Written exercise:
Could you write out the rows again, starting at the line that contains "If you could pin the bird in" and ending at the line that contains "If you could pin the bird's", with every coordinate in the answers shifted up by 24 and the pictures left out?

Data entries:
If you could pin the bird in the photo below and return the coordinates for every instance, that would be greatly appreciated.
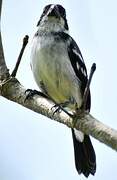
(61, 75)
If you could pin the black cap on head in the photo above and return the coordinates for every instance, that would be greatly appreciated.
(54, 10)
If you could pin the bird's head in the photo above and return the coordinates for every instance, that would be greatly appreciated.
* * *
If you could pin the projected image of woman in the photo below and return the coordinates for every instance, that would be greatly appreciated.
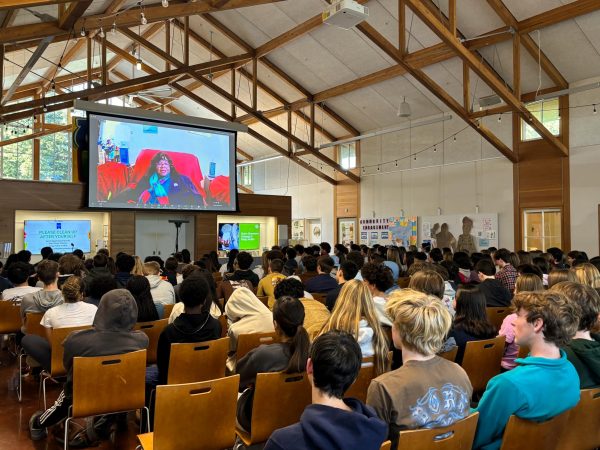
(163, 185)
...
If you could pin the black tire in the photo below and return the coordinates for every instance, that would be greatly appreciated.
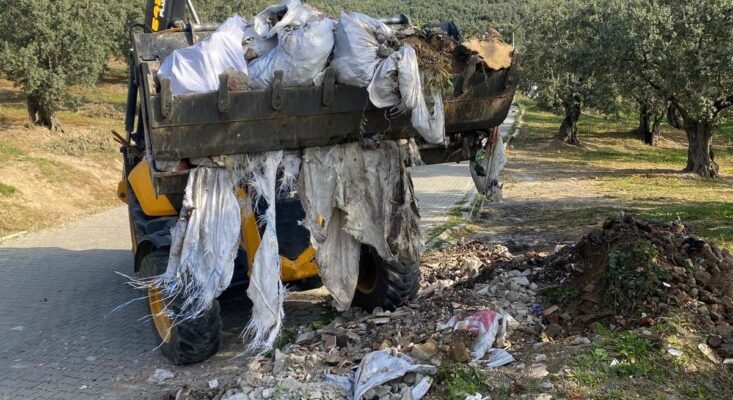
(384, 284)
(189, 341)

Exercise result:
If you could pin the bird in the photo below and return the coordinates for every instance, that would be greatly appreciated.
(85, 99)
If you could pin the black cap on head in the photo above and return the coordinates for every instance, that would be greatly appreciated.
(78, 34)
If you could pin the bird's head in the photo above and return the coordinates for every instance, that would be greatly appreciated.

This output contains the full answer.